**Activity list:**
A – From the passage on extinction events, extract the words starting at "Extinction occurs at" and ending after "to land animals.".
B – Answer these questions from the passage on extinction events, marking each answer with the same numeral as its question:
(i) When does an extinction event occur, relative to the rate of speciation?
(ii) What is the background rate of extinctions on Earth, based on the fossil record?
(iii) Why are marine fossils mostly used to measure extinction rates?
C – Continue the passage on extinction events, picking up after its final sentence.

**Text for analysis:**
++++++++++++++++++++

An extinction event (also known as a mass extinction or biotic crisis) is a widespread and rapid decrease in the biodiversity on Earth. Such an event is identified by a sharp change in the diversity and abundance of multicellular organisms. It occurs when the rate of extinction increases with respect to the rate of speciation. Because most diversity and biomass on Earth is microbial, and thus difficult to measure, recorded extinction events affect the easily observed, biologically complex component of the biosphere rather than the total diversity and abundance of life.[1]

Extinction occurs at an uneven rate. Based on the fossil record, the background rate of extinctions on Earth is about two to five taxonomic families of marine animals every million years. Marine fossils are mostly used to measure extinction rates because of their superior fossil record and stratigraphic range compared to land animals.

++++++++++++++++++++

**Extracted records:**
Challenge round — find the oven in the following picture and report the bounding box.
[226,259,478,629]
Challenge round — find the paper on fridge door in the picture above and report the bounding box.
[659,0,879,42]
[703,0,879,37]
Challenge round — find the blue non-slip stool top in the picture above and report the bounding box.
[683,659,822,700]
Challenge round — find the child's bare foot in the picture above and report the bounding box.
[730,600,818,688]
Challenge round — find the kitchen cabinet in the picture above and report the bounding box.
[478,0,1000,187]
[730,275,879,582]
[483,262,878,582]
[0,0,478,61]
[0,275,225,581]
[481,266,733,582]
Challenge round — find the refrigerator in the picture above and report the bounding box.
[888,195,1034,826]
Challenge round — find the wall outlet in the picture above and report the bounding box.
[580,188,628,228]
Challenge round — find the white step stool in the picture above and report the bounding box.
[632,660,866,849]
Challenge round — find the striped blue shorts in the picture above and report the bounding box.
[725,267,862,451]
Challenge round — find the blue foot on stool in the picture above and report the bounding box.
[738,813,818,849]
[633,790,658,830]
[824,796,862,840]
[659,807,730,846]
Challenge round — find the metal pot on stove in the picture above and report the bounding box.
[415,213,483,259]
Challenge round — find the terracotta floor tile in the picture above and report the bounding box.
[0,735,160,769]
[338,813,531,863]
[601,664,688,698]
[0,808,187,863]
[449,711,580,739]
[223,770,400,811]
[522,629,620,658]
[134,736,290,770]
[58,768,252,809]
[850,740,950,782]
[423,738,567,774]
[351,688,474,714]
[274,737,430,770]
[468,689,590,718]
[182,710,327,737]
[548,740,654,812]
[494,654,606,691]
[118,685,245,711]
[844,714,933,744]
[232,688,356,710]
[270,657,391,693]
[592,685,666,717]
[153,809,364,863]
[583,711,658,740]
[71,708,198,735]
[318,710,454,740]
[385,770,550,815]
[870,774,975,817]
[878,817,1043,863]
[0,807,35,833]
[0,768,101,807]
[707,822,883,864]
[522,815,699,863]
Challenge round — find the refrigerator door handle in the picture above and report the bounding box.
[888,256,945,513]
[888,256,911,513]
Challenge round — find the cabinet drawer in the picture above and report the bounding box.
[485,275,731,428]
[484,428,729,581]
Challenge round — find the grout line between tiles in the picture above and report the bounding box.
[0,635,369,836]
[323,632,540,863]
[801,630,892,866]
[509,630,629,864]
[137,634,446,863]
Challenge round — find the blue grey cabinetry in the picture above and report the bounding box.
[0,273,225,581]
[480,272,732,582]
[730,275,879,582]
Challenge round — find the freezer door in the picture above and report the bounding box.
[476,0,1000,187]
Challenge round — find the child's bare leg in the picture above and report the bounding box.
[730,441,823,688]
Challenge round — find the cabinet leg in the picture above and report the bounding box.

++++++++++++++++++++

**Responses by item number:**
A –
Extinction occurs at an uneven rate. Based on the fossil record, the background rate of extinctions on Earth is about two to five taxonomic families of marine animals every million years. Marine fossils are mostly used to measure extinction rates because of their superior fossil record and stratigraphic range compared to land animals.

B –
(i) It occurs when the rate of extinction increases with respect to the rate of speciation.
(ii) About two to five taxonomic families of marine animals every million years.
(iii) Because of their superior fossil record and stratigraphic range compared to land animals.

C –
The Great Oxygenation Event was probably the first major extinction event. Since the Cambrian explosion five further major mass extinctions have significantly exceeded the background extinction rate. The most recent and arguably best-known, the Cretaceous–Paleogene extinction event, which occurred approximately 66 million years ago (Ma), was a large-scale mass extinction of animal and plant species in a geologically short period of time.[2] In addition to the five major mass extinctions, there are numerous minor ones as well, and the ongoing mass extinction caused by human activity is sometimes called the sixth extinction.[3] Mass extinctions seem to be a mainly Phanerozoic phenomenon, with extinction rates low before large complex organisms arose.[4]

Estimates of the number of major mass extinctions in the last 540 million years range from as few as five to more than twenty. These differences stem from the threshold chosen for describing an extinction event as "major", and the data chosen to measure past diversity.